*** TEXT SHOWN Section Begins ***

Introduction to Vercel v0 and the Fruit Letter Counter App 00:01
Vercel v0 is a full-stack, no-code platform designed for quick prototyping and web app development.
New features include GitHub sync for pushing and pulling code, branch switching, and collaboration via PRs.
The app has achieved a milestone of 100 million messages sent.
The talk focuses on application-layer evals, highlighting the need for evaluating AI models in real use cases, outside of controlled research lab settings.
AI apps, including simple ones like the Fruit Letter Counter, demonstrate LLM unreliability even after initial successful tests.
After deployment, unexpected user queries (e.g., "how many Rs in strawberry" or in multiple fruits) can expose failures not caught by limited pre-launch tests.
Traditional unit and end-to-end tests cover only deterministic code, leaving critical gaps in AI-driven components.
A significant portion of the app will function reliably, but a smaller, crucial percentage can frequently fail and affect user experience.
Evals are presented via a basketball court analogy: shots (data points) plotted as made or missed attempts.
Proximity to the basket represents task difficulty and match to the app’s core domain; out-of-bounds shots represent irrelevant or out-of-scope queries.
Building robust evals requires collecting real user data, understanding boundaries, and ensuring diverse coverage across the "court".

*** TEXT SHOWN Section Ends ***
*** ENTRIES SHOWN Section Begins ***

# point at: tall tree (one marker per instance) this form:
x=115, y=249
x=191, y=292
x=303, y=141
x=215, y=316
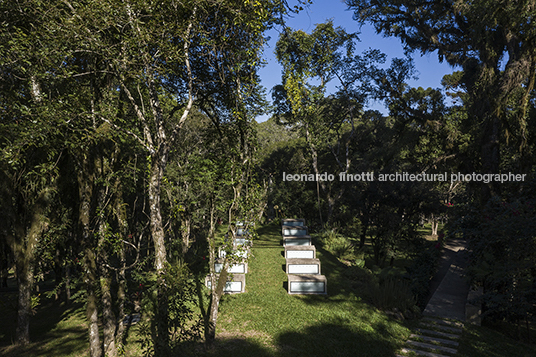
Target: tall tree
x=494, y=42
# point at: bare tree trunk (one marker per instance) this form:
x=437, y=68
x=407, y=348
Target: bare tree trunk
x=23, y=246
x=108, y=316
x=85, y=182
x=92, y=314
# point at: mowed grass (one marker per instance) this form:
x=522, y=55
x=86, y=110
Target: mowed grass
x=267, y=321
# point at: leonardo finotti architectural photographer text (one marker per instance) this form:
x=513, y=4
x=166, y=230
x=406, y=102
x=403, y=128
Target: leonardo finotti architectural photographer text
x=406, y=176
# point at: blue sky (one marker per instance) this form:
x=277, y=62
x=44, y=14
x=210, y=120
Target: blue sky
x=429, y=70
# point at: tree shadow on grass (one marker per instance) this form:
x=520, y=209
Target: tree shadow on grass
x=46, y=339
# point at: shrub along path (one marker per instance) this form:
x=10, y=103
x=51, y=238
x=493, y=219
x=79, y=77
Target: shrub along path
x=439, y=331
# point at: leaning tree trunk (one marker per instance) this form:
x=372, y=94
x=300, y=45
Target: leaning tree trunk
x=85, y=182
x=23, y=245
x=161, y=343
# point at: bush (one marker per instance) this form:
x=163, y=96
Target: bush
x=385, y=289
x=421, y=272
x=392, y=293
x=337, y=244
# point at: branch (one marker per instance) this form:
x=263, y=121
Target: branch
x=128, y=132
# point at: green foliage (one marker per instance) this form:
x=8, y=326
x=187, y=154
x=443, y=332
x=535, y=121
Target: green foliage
x=422, y=270
x=185, y=322
x=503, y=245
x=340, y=246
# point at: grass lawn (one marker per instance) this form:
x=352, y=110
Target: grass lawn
x=264, y=321
x=267, y=321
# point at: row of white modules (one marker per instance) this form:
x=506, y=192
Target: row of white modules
x=236, y=278
x=303, y=268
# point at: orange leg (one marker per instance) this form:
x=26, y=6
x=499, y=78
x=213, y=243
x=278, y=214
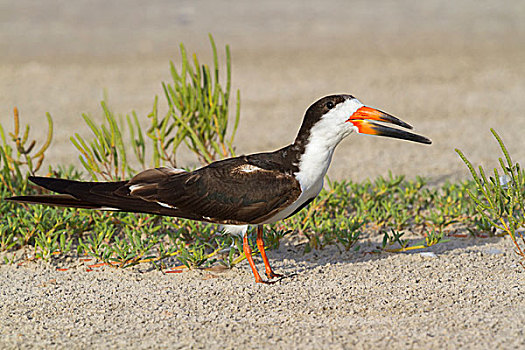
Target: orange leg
x=260, y=244
x=248, y=252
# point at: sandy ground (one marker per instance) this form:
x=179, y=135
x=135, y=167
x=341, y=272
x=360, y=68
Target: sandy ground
x=452, y=71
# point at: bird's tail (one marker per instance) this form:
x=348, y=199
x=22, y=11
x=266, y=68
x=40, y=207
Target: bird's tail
x=72, y=193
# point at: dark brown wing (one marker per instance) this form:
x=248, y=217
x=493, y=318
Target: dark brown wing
x=232, y=191
x=242, y=190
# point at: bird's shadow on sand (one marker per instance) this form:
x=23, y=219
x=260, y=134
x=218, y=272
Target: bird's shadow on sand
x=290, y=252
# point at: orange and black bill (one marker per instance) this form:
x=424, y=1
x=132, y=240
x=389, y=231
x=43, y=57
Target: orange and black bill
x=362, y=120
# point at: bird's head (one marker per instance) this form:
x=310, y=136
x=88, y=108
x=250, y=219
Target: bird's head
x=337, y=116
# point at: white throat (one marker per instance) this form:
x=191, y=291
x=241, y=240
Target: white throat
x=325, y=135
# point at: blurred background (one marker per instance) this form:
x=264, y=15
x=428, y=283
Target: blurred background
x=451, y=69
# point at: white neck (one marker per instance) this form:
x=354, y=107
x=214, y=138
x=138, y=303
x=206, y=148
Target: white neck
x=315, y=160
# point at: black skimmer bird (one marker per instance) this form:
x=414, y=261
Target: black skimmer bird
x=254, y=189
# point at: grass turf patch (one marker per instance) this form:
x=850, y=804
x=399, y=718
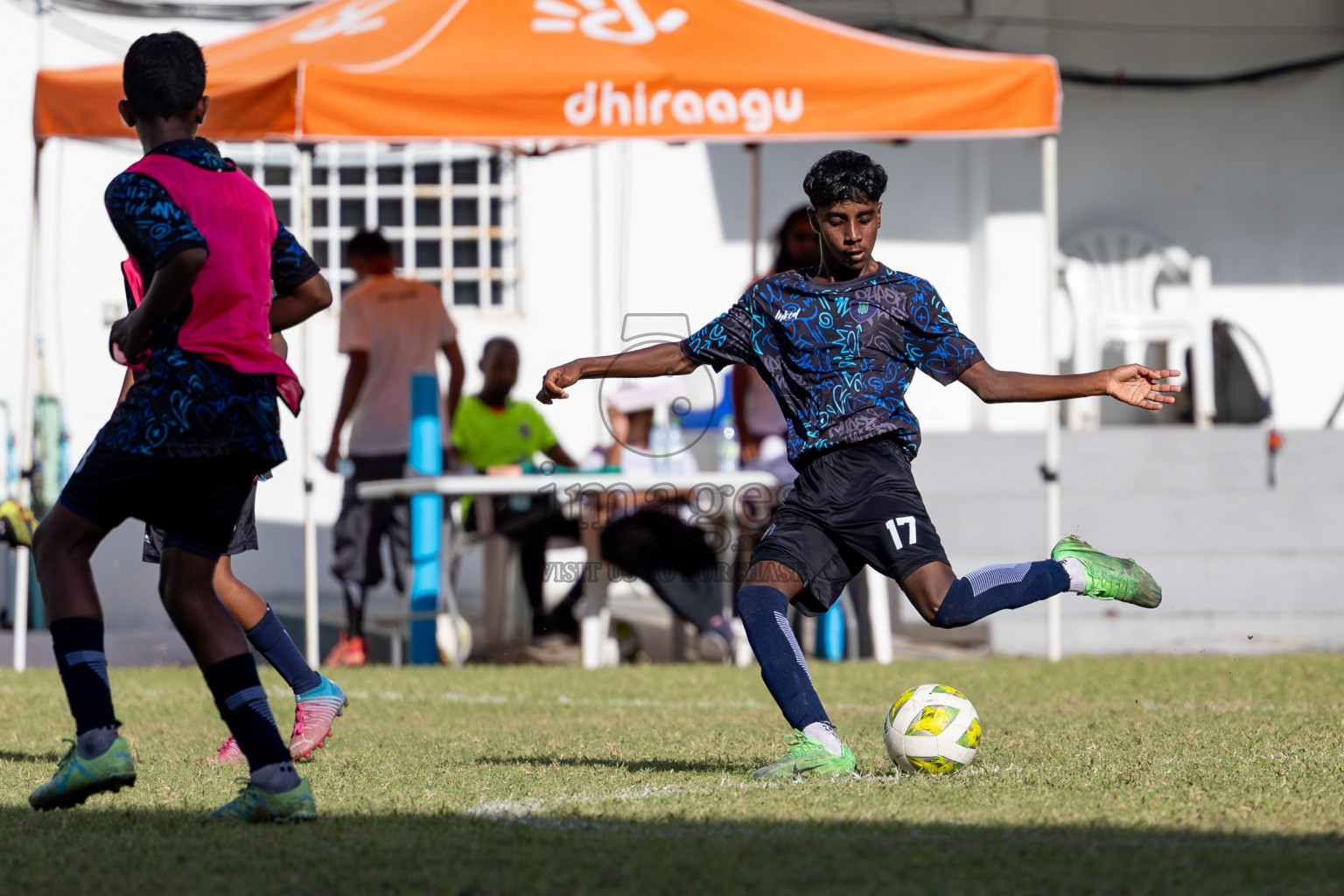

*** ENTRIES SHOWN Section Ends ***

### LIST OF TASKS
(a) Translate this sentence from the Vercel v0 notes into Spanish: "Traditional unit and end-to-end tests cover only deterministic code, leaving critical gaps in AI-driven components."
(b) Write the next few points of the Vercel v0 notes, picking up after their last sentence and keeping the same style.
The lines have nothing to do with the Vercel v0 notes.

### ANSWER LIST
(a) Las pruebas unitarias y de extremo a extremo tradicionales solo cubren el código determinista, lo que deja vacíos críticos en los componentes impulsados por IA.

(b)
Prompts outside the core domain should not be prioritized for eval development.
Data Collection and Understanding Your "Court" 07:54
Gather as much real user data as possible through thumbs up/down feedback, random sampling from logs, community forums, and social media reports.
No shortcuts exist; thorough, regular data review is essential.
A balanced and well-mapped eval dataset exposes both strong and weak app areas, helping teams target future improvements.
Evals should be treated as core to the application's data and model improvement loop.
Systematically applying and tracking evals leads to greater app reliability, better user experience, higher retention, and reduced operational overhead.
Continuous measurement and visual reporting enable precise and targeted improvements.
Running evals frequently (daily or pre-deployment) helps track performance regressions.
By running the same questions multiple times, teams can measure consistency and identify areas where reliability drops with more challenging or less common inputs.